• [GOAL OF THE EXERCISE]: Render as a numbered list, omitting blank lines, only the records from the line with "Accessibility service: describe the location of yellow" up to and including the line with "0,123 -> 170,246".

• [WORKING DATA]:

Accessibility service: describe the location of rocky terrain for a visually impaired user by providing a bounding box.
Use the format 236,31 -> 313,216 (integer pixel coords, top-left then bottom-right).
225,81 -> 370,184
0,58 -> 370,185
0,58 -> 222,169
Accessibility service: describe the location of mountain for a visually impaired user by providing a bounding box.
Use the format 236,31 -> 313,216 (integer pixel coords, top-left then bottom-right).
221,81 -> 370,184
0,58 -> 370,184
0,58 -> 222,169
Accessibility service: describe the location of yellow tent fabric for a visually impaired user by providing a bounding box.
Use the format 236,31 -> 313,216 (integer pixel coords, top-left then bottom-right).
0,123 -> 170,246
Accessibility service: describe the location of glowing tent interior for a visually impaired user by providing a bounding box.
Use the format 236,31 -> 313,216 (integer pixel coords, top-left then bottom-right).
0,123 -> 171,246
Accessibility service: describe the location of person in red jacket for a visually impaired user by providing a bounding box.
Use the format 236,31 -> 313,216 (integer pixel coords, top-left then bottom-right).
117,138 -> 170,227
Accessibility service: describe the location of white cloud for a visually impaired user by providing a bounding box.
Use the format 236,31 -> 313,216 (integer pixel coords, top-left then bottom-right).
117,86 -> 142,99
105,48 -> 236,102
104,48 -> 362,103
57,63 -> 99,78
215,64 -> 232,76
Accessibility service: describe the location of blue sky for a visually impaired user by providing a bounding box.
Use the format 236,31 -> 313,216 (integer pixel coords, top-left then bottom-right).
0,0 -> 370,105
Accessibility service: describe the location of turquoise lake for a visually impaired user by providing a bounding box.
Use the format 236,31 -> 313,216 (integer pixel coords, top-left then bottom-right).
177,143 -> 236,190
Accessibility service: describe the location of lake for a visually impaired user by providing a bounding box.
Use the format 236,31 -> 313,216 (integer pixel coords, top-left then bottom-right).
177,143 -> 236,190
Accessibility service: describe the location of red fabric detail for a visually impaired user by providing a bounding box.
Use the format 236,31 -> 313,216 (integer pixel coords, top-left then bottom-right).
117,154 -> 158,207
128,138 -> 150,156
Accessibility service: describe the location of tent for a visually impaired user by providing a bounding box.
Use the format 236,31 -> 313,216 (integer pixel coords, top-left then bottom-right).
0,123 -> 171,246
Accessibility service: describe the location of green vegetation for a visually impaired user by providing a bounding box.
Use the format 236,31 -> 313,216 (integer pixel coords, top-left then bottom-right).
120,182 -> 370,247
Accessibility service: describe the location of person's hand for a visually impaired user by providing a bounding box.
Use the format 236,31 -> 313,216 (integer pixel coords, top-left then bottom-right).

• [REPLY TO THE EXERCISE]:
1. Accessibility service: describe the location of yellow tent fabric for a visually impaired user by providing a bounding box.
2. Use the format 236,31 -> 313,216 (integer pixel coords, top-left then bottom-right).
3. 0,123 -> 170,246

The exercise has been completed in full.